ТЕКСТОВЫЙ ФРАГМЕНТ
********************

Правда, по сравнению с 90-ми гг. ее организация улучшилась. Она сумела, как отмечалось, создать «с нуля» крупные торговые сети и даже очень крупные сельскохозяйственные предприятия, не говоря уже о крупнейших компаниях в добывающей промышленности на базе приватизированных предприятий. Но успехи в создании бизнес–групп оказались намного скромнее.
8. Будущее российской буржуазии
Наиболее уязвимым местом российской буржуазия является нелегитимность возникновения значительной ее части в результате приватизации, в ходе которой принимавшиеся о ее проведении законы нарушались на каждом шагу. Речь идет не только о «большой» приватизации или залоговых аукционах, но и о «малой» приватизации. Это означает, что итоги этих акций при определенной политической обстановке могут быть оспорены в суде. Определенную легитимность российской буржуазии могут придать серьезные экономические успехи, которых все еще нет. Тем не менее, с точки зрения экономических успехов легитимность российской буржуазии сейчас больше, чем в 90-е гг.
Важным индикатором легитимности российской буржуазии является доля в общей ее численности предпринимателей, самостоятельно создавших свое состояние. Такие данные имеются по наиболее крупным предпринимателям, образующим ядро буржуазии. По подсчетам Г. Цаголова на основе данных журнала «Финансы», в 2010 г. из 500 богатейших россиян 257 относятся к предпринимателям «self-made», а 243 — к «наследникам». Но если взять 300 «верхних» представителей, то соотношение будет уже обратное: «наследников» — 169, а начинавших с нуля — 139. В первой сотне «наследники» занимают уже 75%, в первой полусотне — 84%, а среди 20 богатейших россиян self-made вообще нет (Цаголов, 2012. С. 324). Конечно, в конце 90-х гг. доля начавших с нуля была значительно меньше, следовательно, прогресс налицо. Но далеко не достаточный. По-видимому, российский капитализм можно будет считать состоявшимся, когда в первой сотне self-made будет больше половины, и они появятся в заметном количестве и среди первой «двадцатки».

********************

Сохранённые записи данных:
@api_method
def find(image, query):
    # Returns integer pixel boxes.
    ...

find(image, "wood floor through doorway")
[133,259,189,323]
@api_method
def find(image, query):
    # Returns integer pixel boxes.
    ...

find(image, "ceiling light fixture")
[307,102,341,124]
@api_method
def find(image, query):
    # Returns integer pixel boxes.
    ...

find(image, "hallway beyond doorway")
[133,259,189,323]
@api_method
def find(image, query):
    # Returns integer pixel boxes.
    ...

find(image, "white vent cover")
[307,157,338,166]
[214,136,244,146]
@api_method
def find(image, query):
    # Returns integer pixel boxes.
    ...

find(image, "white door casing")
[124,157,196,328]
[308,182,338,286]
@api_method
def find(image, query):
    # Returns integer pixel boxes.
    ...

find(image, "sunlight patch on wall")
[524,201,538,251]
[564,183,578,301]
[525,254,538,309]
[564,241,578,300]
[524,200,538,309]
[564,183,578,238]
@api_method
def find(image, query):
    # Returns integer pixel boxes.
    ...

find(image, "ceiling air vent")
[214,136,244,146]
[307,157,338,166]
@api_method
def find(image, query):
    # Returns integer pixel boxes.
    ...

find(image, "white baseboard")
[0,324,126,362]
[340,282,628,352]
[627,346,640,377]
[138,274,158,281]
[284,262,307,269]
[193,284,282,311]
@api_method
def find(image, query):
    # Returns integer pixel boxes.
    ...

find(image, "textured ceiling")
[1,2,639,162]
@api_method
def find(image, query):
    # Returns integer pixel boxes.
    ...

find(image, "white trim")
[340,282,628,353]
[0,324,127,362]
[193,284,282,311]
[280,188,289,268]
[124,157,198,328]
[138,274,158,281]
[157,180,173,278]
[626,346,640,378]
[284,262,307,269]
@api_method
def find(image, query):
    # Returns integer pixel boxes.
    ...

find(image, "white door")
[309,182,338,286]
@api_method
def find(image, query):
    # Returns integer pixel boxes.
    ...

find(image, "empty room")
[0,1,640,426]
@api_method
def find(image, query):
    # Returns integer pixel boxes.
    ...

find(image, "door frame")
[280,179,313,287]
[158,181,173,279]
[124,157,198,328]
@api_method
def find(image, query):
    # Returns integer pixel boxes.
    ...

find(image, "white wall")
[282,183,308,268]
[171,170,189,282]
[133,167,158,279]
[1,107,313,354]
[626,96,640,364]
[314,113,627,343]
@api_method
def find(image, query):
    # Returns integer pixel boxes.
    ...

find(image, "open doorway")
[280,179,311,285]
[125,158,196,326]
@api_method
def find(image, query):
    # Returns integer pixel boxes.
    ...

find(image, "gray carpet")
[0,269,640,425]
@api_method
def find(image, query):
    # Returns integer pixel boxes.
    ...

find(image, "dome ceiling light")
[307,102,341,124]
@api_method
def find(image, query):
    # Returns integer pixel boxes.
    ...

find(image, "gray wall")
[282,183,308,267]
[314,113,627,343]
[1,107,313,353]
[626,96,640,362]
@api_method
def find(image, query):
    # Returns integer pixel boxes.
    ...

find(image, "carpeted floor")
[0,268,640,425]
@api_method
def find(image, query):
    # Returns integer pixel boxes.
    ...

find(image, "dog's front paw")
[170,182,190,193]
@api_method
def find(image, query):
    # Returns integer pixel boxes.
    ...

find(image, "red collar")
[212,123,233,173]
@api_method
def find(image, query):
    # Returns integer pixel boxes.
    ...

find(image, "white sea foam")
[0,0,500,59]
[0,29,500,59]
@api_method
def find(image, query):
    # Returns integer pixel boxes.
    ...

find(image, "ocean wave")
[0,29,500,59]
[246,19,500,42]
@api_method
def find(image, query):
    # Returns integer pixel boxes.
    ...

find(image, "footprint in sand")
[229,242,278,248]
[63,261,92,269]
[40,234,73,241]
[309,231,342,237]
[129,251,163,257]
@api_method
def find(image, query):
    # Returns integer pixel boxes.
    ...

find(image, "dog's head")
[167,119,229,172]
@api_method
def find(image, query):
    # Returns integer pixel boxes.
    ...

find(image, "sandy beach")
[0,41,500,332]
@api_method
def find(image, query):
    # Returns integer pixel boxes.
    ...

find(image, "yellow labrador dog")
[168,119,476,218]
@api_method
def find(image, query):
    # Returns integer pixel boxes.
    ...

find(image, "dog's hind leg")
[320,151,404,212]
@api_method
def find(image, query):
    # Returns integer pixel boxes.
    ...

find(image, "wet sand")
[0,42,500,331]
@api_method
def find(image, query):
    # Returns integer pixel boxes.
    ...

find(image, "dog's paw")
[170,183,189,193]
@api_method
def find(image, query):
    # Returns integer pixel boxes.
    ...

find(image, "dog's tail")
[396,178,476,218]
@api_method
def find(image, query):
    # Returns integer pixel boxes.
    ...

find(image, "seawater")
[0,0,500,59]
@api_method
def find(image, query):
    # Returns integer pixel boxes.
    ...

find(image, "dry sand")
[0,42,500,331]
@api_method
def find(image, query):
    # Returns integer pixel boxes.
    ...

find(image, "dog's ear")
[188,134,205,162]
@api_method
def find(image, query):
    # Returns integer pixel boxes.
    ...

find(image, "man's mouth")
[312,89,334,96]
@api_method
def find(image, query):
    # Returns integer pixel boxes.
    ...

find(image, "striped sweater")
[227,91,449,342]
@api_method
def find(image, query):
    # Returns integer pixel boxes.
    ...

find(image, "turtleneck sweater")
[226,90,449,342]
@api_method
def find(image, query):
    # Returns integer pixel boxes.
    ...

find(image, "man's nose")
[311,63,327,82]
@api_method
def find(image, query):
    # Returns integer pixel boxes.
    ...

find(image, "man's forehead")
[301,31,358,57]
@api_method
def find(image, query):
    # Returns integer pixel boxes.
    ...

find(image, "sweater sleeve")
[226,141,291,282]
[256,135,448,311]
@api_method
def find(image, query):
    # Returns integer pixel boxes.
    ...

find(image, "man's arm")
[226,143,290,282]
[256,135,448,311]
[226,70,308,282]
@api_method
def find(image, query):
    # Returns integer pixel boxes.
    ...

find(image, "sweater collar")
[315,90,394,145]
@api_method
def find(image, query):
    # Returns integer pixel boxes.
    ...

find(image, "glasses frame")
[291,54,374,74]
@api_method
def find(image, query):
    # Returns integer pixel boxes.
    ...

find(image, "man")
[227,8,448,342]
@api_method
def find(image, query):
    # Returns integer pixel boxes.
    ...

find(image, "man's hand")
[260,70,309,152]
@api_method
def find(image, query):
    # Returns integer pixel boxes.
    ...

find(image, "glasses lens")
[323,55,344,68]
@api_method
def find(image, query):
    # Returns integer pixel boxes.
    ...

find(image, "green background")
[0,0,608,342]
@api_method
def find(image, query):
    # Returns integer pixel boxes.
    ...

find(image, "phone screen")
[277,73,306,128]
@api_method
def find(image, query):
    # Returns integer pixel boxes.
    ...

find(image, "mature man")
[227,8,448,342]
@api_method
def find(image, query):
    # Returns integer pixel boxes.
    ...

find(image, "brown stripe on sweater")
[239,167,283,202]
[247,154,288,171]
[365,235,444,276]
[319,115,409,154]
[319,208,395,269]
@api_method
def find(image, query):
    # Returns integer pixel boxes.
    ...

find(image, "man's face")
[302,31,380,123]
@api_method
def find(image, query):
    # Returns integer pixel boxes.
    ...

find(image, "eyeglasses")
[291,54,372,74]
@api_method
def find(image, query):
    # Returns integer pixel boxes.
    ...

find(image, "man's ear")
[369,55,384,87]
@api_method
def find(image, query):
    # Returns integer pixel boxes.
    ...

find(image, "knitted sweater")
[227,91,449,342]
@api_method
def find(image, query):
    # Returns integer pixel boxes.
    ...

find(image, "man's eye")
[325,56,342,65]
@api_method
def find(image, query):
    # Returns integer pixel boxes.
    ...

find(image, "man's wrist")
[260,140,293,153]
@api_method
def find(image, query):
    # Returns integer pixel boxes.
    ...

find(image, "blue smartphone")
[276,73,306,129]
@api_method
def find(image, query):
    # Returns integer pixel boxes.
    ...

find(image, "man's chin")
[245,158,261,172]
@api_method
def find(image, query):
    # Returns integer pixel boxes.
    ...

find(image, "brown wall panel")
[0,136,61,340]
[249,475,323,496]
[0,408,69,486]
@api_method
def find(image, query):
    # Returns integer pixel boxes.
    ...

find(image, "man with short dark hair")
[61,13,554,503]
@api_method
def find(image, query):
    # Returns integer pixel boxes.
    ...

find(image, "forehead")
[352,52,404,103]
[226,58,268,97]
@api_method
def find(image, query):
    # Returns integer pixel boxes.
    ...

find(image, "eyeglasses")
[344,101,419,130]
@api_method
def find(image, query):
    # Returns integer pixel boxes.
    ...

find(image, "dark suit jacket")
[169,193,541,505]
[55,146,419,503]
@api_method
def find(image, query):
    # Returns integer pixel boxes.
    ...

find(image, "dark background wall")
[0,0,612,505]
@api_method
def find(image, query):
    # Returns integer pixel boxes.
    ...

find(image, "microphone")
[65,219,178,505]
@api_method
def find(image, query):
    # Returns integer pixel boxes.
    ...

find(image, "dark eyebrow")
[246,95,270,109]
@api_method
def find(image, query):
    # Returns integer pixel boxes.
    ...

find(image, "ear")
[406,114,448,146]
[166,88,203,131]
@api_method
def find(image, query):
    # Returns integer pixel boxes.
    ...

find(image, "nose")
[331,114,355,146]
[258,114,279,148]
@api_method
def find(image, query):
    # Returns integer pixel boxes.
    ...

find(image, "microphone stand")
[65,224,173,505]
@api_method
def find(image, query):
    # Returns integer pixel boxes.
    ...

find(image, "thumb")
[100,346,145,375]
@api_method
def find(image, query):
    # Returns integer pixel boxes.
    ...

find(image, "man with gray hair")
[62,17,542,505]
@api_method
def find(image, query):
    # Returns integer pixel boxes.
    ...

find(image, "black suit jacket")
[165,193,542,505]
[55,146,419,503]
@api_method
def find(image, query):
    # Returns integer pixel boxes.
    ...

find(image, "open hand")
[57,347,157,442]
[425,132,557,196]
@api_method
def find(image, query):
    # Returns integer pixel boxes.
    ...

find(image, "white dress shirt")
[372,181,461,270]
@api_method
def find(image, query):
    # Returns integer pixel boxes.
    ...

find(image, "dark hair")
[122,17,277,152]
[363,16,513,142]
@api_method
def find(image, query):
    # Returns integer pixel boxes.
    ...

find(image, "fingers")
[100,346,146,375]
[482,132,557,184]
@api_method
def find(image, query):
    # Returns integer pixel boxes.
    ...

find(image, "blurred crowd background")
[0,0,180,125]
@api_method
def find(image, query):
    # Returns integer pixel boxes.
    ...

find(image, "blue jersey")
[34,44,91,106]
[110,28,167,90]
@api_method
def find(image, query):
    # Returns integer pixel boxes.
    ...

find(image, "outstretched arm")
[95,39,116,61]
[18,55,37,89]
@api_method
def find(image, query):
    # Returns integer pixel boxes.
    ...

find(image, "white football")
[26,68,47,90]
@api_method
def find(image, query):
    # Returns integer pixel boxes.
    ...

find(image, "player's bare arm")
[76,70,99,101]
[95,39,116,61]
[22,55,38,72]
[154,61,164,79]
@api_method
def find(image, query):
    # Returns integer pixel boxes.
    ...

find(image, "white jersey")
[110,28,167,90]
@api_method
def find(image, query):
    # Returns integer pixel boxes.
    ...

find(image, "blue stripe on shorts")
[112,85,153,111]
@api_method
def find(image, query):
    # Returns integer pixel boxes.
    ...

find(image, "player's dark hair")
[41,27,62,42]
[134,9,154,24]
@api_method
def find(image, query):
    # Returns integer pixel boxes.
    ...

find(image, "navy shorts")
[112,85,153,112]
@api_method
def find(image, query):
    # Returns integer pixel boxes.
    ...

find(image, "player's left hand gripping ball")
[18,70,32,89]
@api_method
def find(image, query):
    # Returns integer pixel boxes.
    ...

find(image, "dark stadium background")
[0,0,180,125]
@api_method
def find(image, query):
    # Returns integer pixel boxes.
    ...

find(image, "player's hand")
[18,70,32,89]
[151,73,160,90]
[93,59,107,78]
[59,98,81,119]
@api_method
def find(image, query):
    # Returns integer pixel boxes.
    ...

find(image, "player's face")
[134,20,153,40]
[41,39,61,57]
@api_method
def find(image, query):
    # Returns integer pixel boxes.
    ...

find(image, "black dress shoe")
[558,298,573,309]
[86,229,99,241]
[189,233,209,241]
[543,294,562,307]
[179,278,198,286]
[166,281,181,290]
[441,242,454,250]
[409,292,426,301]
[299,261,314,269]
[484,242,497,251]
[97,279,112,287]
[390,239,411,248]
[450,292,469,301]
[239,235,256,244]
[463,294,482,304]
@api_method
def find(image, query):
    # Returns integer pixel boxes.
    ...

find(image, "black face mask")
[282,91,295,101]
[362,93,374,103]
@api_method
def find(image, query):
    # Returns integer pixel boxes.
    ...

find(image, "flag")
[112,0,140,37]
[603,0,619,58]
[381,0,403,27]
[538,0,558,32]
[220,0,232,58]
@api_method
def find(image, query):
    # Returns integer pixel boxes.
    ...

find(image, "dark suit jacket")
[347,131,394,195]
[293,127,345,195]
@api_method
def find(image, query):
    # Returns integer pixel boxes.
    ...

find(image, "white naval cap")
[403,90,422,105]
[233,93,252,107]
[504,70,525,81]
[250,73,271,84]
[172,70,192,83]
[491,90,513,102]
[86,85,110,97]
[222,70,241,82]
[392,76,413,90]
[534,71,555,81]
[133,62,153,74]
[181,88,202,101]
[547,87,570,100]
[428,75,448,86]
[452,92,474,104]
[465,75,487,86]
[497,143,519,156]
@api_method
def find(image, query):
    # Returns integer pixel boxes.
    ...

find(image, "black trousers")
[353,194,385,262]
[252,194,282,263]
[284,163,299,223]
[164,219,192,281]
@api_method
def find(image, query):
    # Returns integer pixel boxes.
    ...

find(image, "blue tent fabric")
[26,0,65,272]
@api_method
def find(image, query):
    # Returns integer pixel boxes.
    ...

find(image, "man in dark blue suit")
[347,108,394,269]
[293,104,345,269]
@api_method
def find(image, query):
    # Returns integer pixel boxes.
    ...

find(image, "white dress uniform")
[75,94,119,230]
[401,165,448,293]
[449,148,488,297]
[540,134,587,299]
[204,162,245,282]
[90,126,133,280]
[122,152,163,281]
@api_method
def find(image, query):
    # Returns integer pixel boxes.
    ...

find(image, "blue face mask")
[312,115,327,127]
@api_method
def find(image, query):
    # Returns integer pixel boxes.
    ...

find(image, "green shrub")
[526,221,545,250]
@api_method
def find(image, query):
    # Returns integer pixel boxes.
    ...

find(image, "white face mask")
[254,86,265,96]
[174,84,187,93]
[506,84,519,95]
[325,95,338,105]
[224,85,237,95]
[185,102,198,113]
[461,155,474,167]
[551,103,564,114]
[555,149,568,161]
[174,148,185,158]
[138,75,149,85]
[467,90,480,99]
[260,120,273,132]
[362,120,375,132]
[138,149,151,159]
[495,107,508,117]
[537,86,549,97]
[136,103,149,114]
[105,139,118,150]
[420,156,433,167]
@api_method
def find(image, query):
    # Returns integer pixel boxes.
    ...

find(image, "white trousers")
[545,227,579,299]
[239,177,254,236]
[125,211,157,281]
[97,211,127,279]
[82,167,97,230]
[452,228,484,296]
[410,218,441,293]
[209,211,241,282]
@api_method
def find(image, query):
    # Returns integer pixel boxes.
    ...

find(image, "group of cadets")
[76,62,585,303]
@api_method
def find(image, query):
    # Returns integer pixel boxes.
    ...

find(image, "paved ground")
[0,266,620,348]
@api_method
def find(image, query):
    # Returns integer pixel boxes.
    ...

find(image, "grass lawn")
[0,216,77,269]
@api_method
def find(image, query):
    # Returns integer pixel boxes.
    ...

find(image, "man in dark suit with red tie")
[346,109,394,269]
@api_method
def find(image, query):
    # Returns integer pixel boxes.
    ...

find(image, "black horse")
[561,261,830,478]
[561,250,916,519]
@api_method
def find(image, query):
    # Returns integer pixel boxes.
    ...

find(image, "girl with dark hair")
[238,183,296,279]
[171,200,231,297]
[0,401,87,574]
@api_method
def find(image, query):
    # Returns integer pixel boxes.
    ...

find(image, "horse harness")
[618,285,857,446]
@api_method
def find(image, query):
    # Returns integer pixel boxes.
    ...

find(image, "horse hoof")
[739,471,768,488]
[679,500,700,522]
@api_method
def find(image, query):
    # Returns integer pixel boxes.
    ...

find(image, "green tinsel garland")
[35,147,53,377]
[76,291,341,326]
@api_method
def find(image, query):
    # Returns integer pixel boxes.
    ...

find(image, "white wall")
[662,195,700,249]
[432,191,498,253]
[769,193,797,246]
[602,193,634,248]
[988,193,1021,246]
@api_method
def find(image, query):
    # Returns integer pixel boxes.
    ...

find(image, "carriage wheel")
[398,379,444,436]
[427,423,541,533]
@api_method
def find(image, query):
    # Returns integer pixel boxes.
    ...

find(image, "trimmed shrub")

********************

ИЗУЧИТЕ МАТЕРИАЛ
**1.** Выпишите из текста о российской буржуазии фрагмент, начиная со слов «8. Будущее российской» и заканчивая словами «чем в 90-е гг.».
**2.** Сколько из 500 богатейших россиян в 2010 г. относятся к предпринимателям «self-made» по подсчетам Г. Цаголова, приведенным в тексте о российской буржуазии?
**3.** Подхватите текст о российской буржуазии и продолжите его после последнего приведенного предложения.
Записи взяты из другого источника.

ОЖИДАЕМЫЕ ОТВЕТЫ
**1.**
8. Будущее российской буржуазии
Наиболее уязвимым местом российской буржуазия является нелегитимность возникновения значительной ее части в результате приватизации, в ходе которой принимавшиеся о ее проведении законы нарушались на каждом шагу. Речь идет не только о «большой» приватизации или залоговых аукционах, но и о «малой» приватизации. Это означает, что итоги этих акций при определенной политической обстановке могут быть оспорены в суде. Определенную легитимность российской буржуазии могут придать серьезные экономические успехи, которых все еще нет. Тем не менее, с точки зрения экономических успехов легитимность российской буржуазии сейчас больше, чем в 90-е гг.

**2.** 257.

**3.**
В настоящее время уже трудно утверждать, как в начале 90-х, что возникновение капитализма в России — это безнадежная попытка из ухи сделать аквариум (так, применительно к Польше, говорил Лех Валенса). И тем не менее кое-какой аквариум все-таки получился. В этом аквариуме плавает уже немало «капиталистических рыбок», хотя они еще довольно тощие и плавают еще неумело, а вода в аквариуме часто грязновата. И российский капитализм, в целом, уже не является бандитским, каким он был в 90-е. Об этом говорит уже то, что в 2000-е гг., в отличие от 90-х, редкими стали убийства и избиения предпринимателей. Силовое давление на предпринимателей демонстрируется реже. Российская буржуазия раздроблена и разнородна, отдельные ее части не доверяют друг другу и даже ненавидят друг друга. Для значительной части мелкой и средней буржуазия олигархи являются ворами, укравшими огромную собственность у государства.
Далеко не едины и олигархи: их отличают личная враждебность, разница в происхождении, политические и отраслевые противоречия, что наряду с нелегитимностью большей ее части затрудняет ее самоопределение как самостоятельной политической и общественной силы. Малоуспешными оказались также попытки буржуазии самоутвердиться в политическом отношении в период избирательных компаний 2011 и 2012 гг. и протестных выступлений в этот же период.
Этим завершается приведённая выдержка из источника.